Somewhere below is a line with "the glass facade." and, later, a line with "with orange tie."; repeat those two lines and all the lines between them, exactly as they are.

Start of Provided material

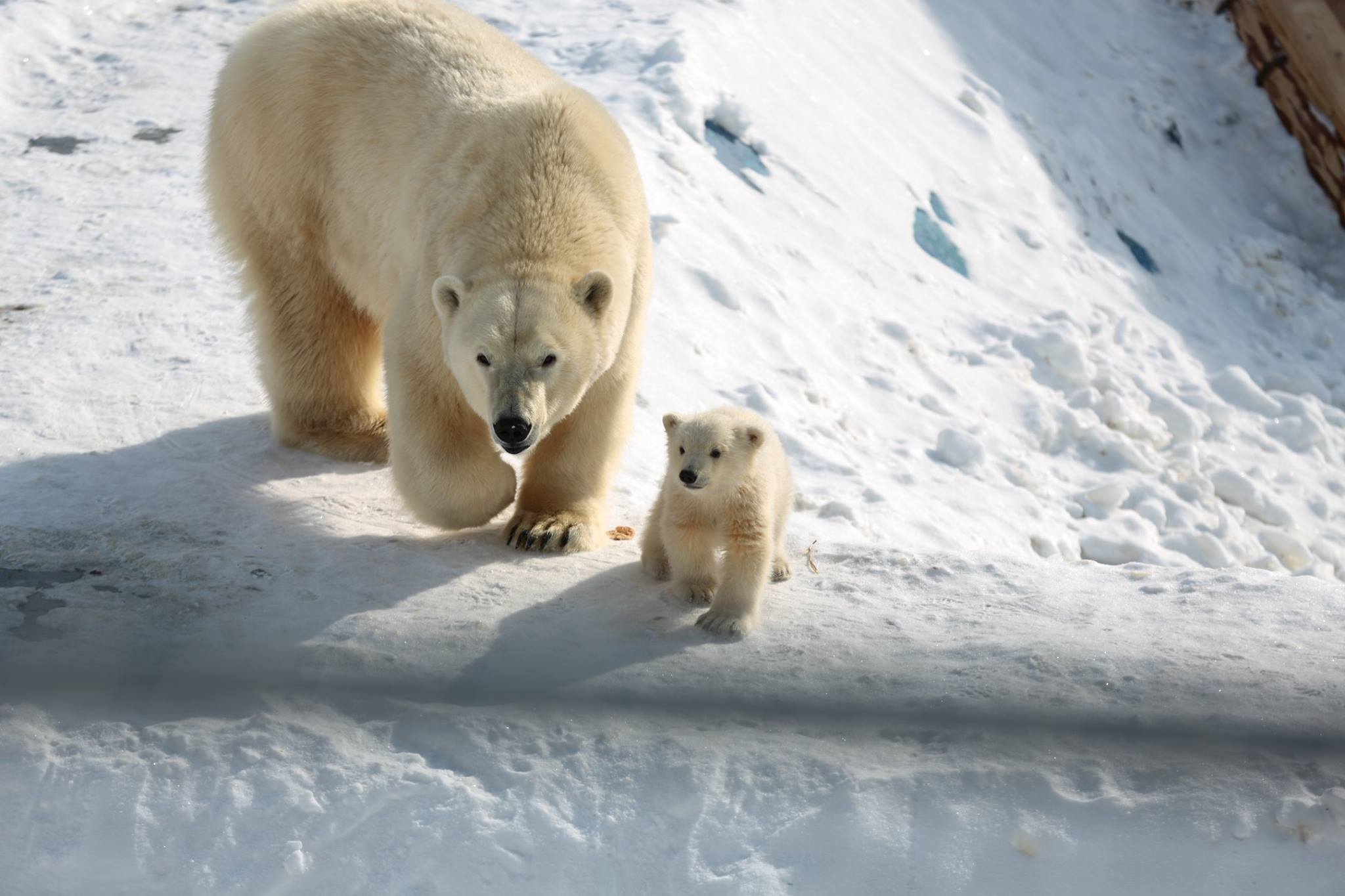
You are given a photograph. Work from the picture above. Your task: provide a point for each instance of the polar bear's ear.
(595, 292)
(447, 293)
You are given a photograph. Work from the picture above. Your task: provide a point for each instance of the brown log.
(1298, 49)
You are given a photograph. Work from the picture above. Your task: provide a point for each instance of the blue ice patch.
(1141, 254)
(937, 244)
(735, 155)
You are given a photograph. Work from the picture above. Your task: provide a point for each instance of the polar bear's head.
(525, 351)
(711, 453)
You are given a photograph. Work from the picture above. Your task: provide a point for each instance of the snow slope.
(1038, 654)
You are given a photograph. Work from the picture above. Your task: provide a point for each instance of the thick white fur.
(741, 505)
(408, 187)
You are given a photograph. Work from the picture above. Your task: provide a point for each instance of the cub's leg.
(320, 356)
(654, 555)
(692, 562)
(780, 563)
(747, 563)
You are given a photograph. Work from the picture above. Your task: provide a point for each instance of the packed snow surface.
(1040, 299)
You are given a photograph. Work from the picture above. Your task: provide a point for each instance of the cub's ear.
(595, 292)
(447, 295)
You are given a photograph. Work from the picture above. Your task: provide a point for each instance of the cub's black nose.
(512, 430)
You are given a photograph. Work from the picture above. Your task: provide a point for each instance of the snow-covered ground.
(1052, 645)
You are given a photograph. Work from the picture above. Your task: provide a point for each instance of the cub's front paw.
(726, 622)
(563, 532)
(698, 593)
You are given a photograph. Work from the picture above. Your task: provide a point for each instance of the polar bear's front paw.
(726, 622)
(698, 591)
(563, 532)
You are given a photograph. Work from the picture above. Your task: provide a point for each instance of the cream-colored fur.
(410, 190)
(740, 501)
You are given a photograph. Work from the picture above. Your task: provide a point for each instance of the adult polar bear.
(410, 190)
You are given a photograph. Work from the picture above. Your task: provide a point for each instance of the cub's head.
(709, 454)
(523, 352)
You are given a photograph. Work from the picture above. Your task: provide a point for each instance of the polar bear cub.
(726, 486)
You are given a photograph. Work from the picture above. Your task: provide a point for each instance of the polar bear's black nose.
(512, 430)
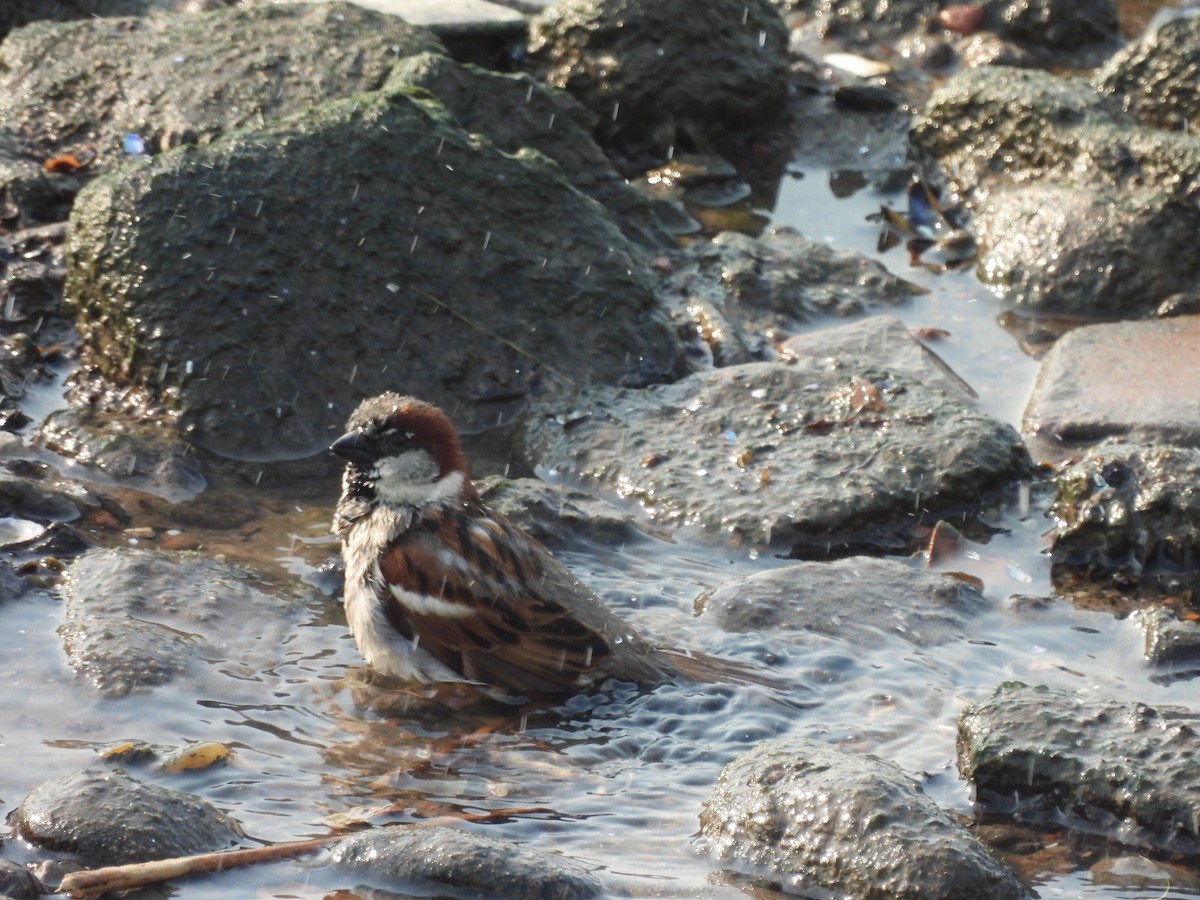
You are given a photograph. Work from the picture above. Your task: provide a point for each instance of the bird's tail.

End of Provided material
Start of Provided material

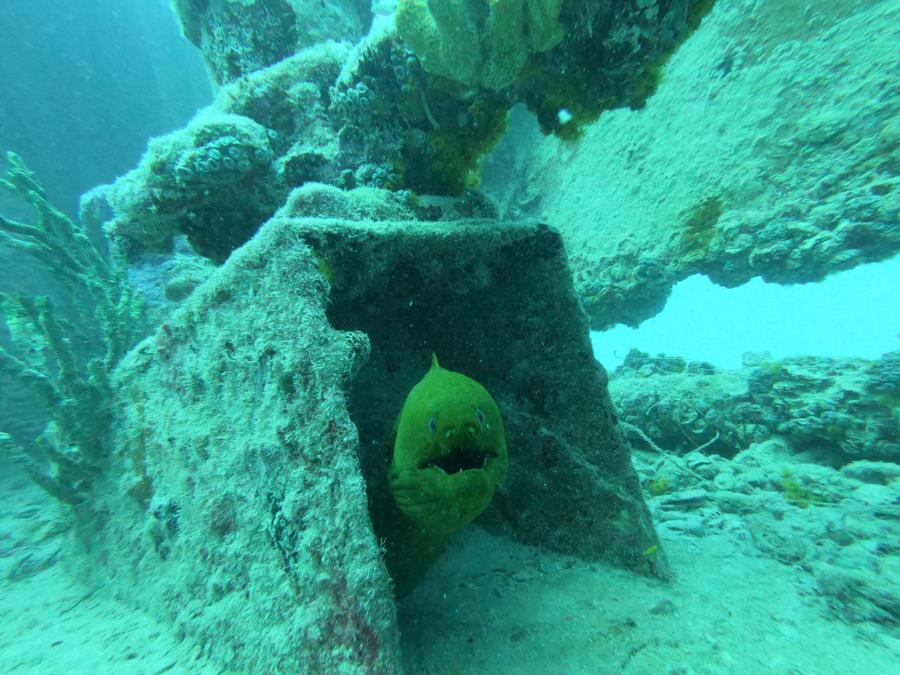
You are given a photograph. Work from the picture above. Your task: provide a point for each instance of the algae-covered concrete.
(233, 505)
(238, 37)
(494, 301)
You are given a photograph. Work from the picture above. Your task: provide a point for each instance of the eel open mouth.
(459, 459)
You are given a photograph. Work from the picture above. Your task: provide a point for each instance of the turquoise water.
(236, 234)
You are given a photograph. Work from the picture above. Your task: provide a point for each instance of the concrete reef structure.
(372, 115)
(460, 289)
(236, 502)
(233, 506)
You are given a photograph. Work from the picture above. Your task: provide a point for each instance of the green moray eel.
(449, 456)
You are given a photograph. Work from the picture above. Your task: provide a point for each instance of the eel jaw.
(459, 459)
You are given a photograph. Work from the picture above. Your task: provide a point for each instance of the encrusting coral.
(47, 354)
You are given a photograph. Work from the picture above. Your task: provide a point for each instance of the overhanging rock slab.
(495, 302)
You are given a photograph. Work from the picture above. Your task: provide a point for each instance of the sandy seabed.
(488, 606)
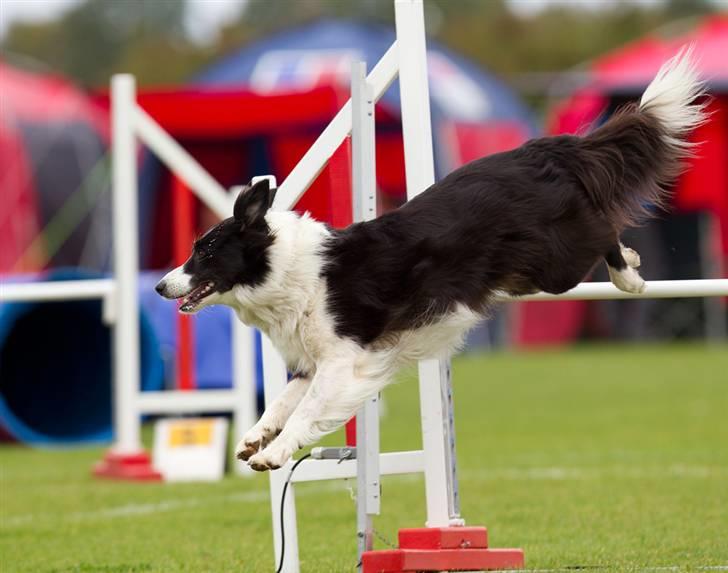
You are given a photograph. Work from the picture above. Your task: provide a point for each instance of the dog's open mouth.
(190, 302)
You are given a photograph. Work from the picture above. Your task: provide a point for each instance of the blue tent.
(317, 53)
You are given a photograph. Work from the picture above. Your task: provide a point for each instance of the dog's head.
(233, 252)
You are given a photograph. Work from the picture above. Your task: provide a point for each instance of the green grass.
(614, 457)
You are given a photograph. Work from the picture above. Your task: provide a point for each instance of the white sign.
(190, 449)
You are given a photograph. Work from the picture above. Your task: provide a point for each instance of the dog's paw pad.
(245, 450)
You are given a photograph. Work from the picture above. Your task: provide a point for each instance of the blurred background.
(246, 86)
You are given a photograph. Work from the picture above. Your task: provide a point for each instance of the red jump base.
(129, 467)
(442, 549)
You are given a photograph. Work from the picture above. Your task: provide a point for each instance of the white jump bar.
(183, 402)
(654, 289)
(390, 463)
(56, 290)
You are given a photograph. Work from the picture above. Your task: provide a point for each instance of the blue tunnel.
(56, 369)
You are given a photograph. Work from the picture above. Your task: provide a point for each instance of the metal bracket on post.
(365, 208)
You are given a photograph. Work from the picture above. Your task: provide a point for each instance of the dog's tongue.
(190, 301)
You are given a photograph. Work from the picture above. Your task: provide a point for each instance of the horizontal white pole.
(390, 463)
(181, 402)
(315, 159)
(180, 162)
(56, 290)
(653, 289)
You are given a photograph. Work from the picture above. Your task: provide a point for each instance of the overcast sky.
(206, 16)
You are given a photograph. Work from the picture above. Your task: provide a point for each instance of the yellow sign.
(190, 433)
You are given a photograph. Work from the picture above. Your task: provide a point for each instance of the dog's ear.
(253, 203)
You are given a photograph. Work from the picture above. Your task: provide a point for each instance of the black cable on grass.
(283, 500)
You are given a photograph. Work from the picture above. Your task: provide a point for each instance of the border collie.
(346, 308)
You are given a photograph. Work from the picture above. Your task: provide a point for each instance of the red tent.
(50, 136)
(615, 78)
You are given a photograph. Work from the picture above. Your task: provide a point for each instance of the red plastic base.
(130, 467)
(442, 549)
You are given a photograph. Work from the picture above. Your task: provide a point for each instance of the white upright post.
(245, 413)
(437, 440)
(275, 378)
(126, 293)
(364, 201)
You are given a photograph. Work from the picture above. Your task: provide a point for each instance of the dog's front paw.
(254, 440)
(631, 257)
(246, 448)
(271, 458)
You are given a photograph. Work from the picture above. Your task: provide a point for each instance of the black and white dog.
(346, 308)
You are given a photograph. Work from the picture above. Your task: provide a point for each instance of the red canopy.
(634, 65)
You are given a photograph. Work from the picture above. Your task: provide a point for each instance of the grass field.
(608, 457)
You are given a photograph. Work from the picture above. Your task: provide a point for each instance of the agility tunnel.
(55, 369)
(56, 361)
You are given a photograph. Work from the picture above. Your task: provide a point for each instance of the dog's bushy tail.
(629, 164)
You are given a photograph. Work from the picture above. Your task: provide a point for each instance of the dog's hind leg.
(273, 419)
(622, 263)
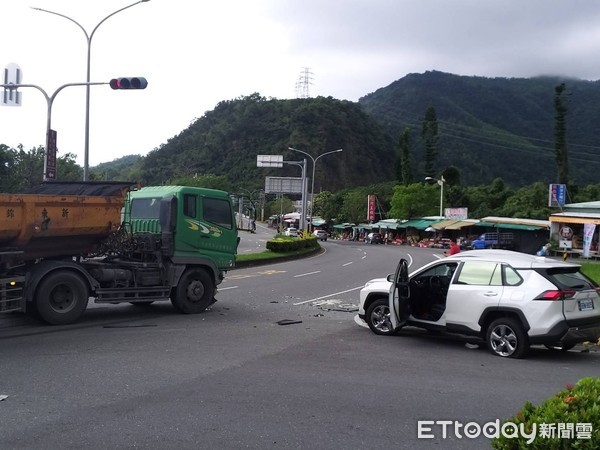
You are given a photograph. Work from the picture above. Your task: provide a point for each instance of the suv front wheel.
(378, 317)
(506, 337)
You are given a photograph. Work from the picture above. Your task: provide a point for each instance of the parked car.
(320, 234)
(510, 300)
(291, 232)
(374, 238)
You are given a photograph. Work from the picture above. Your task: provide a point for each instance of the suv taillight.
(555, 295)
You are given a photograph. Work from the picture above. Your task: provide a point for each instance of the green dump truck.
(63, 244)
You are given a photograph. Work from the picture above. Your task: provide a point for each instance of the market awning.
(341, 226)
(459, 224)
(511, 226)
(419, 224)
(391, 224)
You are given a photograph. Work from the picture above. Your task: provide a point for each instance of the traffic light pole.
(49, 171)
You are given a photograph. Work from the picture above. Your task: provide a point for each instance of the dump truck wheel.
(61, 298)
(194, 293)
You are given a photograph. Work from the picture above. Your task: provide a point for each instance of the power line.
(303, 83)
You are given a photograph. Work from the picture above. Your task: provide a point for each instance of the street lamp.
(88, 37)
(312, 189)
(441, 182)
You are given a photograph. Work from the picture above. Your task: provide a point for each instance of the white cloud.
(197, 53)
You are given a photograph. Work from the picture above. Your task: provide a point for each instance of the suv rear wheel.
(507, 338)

End of Provided material
Start of Provided material

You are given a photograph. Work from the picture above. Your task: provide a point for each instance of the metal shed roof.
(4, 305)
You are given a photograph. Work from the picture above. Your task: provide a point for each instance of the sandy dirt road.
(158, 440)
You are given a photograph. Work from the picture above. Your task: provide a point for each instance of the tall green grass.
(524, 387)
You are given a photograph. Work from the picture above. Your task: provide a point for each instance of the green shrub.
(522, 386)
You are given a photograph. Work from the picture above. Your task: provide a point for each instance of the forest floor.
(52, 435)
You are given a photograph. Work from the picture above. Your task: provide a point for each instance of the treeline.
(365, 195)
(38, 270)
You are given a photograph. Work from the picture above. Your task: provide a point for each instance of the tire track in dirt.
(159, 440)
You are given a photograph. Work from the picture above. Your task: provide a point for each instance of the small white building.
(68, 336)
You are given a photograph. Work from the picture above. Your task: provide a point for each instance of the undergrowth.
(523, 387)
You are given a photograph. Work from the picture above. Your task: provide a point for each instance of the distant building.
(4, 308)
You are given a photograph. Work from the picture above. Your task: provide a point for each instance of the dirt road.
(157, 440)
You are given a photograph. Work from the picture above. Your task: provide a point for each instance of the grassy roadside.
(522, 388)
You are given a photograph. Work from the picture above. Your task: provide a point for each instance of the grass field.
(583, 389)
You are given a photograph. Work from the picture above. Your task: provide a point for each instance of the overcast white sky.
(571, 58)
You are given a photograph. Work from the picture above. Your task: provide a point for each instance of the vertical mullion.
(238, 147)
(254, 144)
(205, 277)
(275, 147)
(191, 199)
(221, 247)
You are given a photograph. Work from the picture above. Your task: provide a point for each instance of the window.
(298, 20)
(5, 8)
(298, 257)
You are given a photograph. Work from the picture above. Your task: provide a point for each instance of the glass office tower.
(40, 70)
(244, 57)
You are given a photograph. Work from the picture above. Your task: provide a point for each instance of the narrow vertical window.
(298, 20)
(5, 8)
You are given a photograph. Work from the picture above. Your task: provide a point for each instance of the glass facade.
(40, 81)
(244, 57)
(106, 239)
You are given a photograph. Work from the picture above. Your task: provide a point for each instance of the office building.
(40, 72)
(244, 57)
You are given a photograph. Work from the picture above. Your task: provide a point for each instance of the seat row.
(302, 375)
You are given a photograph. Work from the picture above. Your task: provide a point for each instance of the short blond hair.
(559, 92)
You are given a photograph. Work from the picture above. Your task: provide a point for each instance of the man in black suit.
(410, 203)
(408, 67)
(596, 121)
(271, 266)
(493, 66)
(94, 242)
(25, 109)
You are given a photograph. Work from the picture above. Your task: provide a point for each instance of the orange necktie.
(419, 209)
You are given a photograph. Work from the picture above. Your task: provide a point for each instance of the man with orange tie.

End of Provided material

*Exercise result*:
You are given a photograph. Work from the picture above. Your task: provide a point for each instance of the glass facade.
(40, 81)
(244, 57)
(106, 239)
You are given a photograph. Work from the picture above. Your task: provide a point for each instance of the office building.
(40, 72)
(244, 57)
You are given a photograph. Work from the picture above. Your task: provide a point for each instance of the seat row.
(302, 375)
You are given a photograph. Work from the picture above. Your task: provide a point for each instance of the short blond hair.
(559, 92)
You are given a photograph. Work from the picture above. Your task: provide a point for each instance of the man in black suit.
(410, 203)
(408, 67)
(596, 121)
(271, 266)
(493, 66)
(94, 242)
(25, 109)
You are given a photograph. Work from the picture above. Your task: provide a point for each instance of the orange necktie.
(419, 209)
You are given a photograph. Work from the picture above. Your task: provide a point for each instance of the man with orange tie.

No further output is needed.